> Assignment
What is needed here is an exact copy of all the entries below.

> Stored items

_ _ _ _ _

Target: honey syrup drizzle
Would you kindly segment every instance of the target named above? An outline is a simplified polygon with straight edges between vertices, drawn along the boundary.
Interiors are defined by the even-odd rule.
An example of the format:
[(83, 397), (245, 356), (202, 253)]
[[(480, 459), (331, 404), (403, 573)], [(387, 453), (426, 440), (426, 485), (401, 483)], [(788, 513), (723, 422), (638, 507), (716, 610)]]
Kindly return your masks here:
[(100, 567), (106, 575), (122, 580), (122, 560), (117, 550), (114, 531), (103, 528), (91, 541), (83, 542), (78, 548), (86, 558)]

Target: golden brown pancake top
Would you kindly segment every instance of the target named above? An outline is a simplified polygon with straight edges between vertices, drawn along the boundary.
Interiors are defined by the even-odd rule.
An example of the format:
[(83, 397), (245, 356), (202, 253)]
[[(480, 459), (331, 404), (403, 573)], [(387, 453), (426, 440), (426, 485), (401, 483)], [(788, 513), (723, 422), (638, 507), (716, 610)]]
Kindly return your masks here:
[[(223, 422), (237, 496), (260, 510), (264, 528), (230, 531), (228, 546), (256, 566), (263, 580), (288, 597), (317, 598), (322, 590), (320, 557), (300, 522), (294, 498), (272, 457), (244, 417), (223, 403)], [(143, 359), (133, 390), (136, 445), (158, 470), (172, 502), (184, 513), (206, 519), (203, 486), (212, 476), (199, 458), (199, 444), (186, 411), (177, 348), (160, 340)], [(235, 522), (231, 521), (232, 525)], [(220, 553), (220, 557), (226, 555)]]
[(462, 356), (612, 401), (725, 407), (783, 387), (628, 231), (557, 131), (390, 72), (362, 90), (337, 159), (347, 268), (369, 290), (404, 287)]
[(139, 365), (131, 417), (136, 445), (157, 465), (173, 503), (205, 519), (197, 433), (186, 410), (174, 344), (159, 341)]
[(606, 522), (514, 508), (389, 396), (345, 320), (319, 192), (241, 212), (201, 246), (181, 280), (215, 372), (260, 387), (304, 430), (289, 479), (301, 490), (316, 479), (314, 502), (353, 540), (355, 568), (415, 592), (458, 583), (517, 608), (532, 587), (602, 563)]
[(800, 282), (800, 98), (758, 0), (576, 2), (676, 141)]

_ _ _ _ _

> Response area
Target: honey syrup drizzle
Would you kindly segment every instance of the target named above? An outline is a simplified polygon with straight edges between vertices, drawn along the boundary.
Interiors are defined by the even-odd rule.
An example of the format:
[(83, 397), (245, 356), (202, 253)]
[[(480, 459), (331, 404), (403, 573)], [(387, 453), (426, 440), (426, 485), (401, 483)], [(788, 513), (723, 422), (638, 507), (716, 610)]]
Kindly return your masks here:
[(100, 567), (106, 575), (122, 580), (122, 560), (117, 550), (114, 531), (103, 528), (91, 541), (83, 542), (78, 548), (86, 558)]

Target: golden brown pancake top
Would you kindly segment every instance of the target named above? An outline is a simplified polygon with straight edges between vertices, drawn along the boundary.
Interiors are defined by the even-odd rule.
An example of the format:
[(83, 397), (245, 356), (202, 253)]
[[(480, 459), (331, 404), (403, 573)], [(387, 453), (426, 440), (426, 485), (401, 483)], [(788, 513), (723, 422), (638, 507), (716, 610)]]
Kindly return your masks here:
[[(223, 422), (237, 496), (260, 510), (264, 528), (230, 531), (228, 546), (256, 566), (263, 580), (288, 597), (317, 598), (322, 590), (320, 557), (300, 522), (294, 498), (272, 457), (244, 417), (223, 403)], [(143, 359), (133, 390), (136, 445), (158, 470), (172, 502), (184, 513), (206, 519), (203, 486), (212, 476), (199, 458), (199, 444), (186, 411), (177, 348), (160, 340)], [(235, 522), (231, 521), (232, 525)], [(220, 553), (220, 557), (226, 555)]]
[(462, 356), (612, 401), (725, 407), (783, 387), (628, 231), (557, 131), (390, 72), (362, 90), (337, 159), (347, 268), (369, 290), (404, 287)]
[(139, 365), (131, 417), (136, 445), (157, 465), (173, 503), (205, 519), (197, 433), (186, 410), (174, 344), (159, 341)]
[(606, 522), (514, 508), (389, 396), (345, 320), (319, 192), (241, 212), (201, 246), (181, 280), (215, 372), (260, 387), (304, 430), (289, 479), (301, 490), (316, 479), (314, 502), (353, 540), (355, 568), (415, 592), (458, 583), (517, 608), (532, 587), (602, 563)]
[(800, 282), (800, 98), (758, 0), (576, 2), (676, 141)]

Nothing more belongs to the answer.